● **PROBLEM TO WORK ON**
Copy all of the data below word for word, but leave out the pictures.

● **INPUT ROWS**
========================================

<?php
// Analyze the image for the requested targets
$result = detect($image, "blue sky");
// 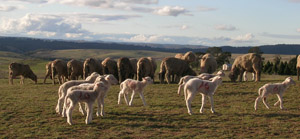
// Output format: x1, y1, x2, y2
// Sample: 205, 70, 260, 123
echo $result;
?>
0, 0, 300, 46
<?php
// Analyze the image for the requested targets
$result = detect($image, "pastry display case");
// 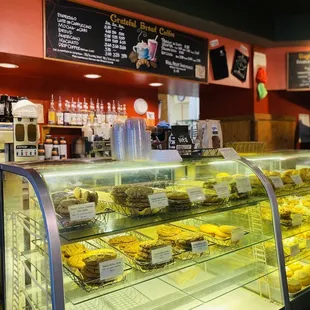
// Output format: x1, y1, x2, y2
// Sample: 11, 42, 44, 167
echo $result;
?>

========================================

● **CORRECT OUTPUT**
<?php
// Analyze the image for the requested targets
$result = detect($image, "blue sky");
// 
// Output format: x1, y1, x2, y2
// Sample: 205, 70, 260, 123
echo $result;
?>
0, 0, 300, 46
<?php
// Analyze the image for the requested targets
$result = detect($image, "pastry display case");
// 
// Output format: x1, y1, x2, y2
// Sample: 11, 42, 44, 167
echo $result;
?>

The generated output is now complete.